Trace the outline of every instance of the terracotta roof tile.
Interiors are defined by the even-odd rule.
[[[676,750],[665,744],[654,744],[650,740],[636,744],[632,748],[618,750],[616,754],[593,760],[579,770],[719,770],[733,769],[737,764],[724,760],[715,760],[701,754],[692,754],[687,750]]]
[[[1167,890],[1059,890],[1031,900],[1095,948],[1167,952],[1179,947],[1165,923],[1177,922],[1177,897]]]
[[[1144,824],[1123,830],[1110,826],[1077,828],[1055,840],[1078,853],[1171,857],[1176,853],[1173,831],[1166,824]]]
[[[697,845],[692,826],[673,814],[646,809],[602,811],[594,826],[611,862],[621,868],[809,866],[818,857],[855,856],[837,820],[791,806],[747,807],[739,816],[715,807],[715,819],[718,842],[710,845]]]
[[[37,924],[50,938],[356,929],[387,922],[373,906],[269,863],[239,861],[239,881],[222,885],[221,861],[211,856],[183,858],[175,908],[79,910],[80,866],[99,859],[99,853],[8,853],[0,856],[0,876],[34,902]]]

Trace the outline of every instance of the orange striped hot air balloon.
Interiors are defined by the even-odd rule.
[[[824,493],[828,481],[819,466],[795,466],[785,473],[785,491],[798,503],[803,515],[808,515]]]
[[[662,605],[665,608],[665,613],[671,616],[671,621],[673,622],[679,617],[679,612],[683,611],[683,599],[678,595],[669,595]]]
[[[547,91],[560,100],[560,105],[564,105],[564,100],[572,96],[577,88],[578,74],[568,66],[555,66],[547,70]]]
━━━━━━━━━━━━━━━━━━━━
== PROBLEM TO WORK ON ==
Render every item above as a CSV with the columns instruction and polygons. Give one row per item holding its text and its answer, each in one quoted field with line breaks turned into spaces.

== THE COMPLETED TASK ==
instruction,polygons
"Trace the outline of every instance of the terracotta roof tile. Interiors are defined by the even-odd rule.","[[[676,750],[665,744],[654,744],[650,740],[636,744],[632,748],[618,750],[616,754],[593,760],[579,770],[719,770],[733,769],[737,764],[724,760],[715,760],[701,754],[692,754],[687,750]]] [[[1167,890],[1059,890],[1031,900],[1095,948],[1167,952],[1179,947],[1165,923],[1177,922],[1177,897]]] [[[1144,824],[1123,830],[1110,826],[1077,828],[1055,840],[1078,853],[1171,857],[1176,853],[1173,831],[1166,824]]] [[[697,845],[692,826],[673,814],[646,809],[602,811],[594,826],[611,862],[621,868],[809,866],[818,857],[855,856],[837,820],[791,806],[747,807],[739,816],[715,807],[715,819],[718,842],[710,845]]] [[[37,924],[50,938],[356,929],[387,922],[373,906],[269,863],[239,861],[239,881],[222,885],[221,861],[211,856],[183,858],[175,908],[79,910],[80,866],[99,859],[99,853],[8,853],[0,856],[0,876],[34,902]]]"
"Trace the outline of every instance of the orange striped hot air balloon. Interiors are defined by the even-odd rule.","[[[824,493],[828,481],[819,466],[795,466],[785,473],[785,491],[798,503],[803,515],[808,515]]] [[[662,605],[665,608],[665,613],[671,616],[671,621],[673,622],[679,617],[679,612],[683,611],[683,599],[678,595],[669,595]]] [[[547,91],[560,100],[560,105],[564,105],[564,100],[572,96],[577,88],[578,74],[568,66],[555,66],[547,70]]]"